-- Goal --
According to the forum post on capturing video frames, which application should the program capture frames from?

-- Selected extract --

============

I am working on a program to capture real-time video frames
from a specific application i.e. Microsoft Word.
Currently, I am capturing the entire desktop of the windows machine, and If shuffle from one application to another application, it is capturing everything on the screen.
Using this article: The Sink writer to Encode Video, I have managed to implement this simple program in c++
such as;
// Required Components
#pragma comment(lib, "mfreadwrite")
#pragma comment(lib, "mfplat")
#pragma comment(lib, "mfuuid")
#pragma comment(lib, "d3d9.lib")
#include <iostream>
#include <Windows.h>
#include <mfapi.h>
#include <mfidl.h>
#include <Mfreadwrite.h>
#include <mferror.h>
#include <d3d9.h>
template<class T>
void SafeRelease(T **ppT) {
if (*ppT) {
(*ppT)->Release();
*ppT = NULL;
}
}
#define REVERSE_IMAGE
// Format constants
const UINT32 VIDEO_FPS = 30;
const UINT64 VIDEO_FRAME_DURATION = 10 * 1000 * 1000 / VIDEO_FPS;
const UINT32 VIDEO_BIT_RATE = 800000000;
const GUID VIDEO_ENCODING_FORMAT = MFVideoFormat_H264;
const GUID VIDEO_INPUT_FORMAT = MFVideoFormat_RGB32;
const UINT32 VIDEO_FRAME_COUNT = 10 * VIDEO_FPS;
HRESULT
InitializeDirect3D9(IDirect3DDevice9 **ppDevice, IDirect3DSurface9 **ppSurface, UINT32 &uiWidth, UINT32 &uiHeight) {
IDirect3D9 *d3d = NULL;
d3d = Direct3DCreate9(D3D_SDK_VERSION);
if (d3d == NULL)

============

-- Data excerpt --
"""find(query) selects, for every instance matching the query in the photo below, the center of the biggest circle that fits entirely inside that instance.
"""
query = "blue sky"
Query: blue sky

============

-- Completed exercise --
Microsoft Word.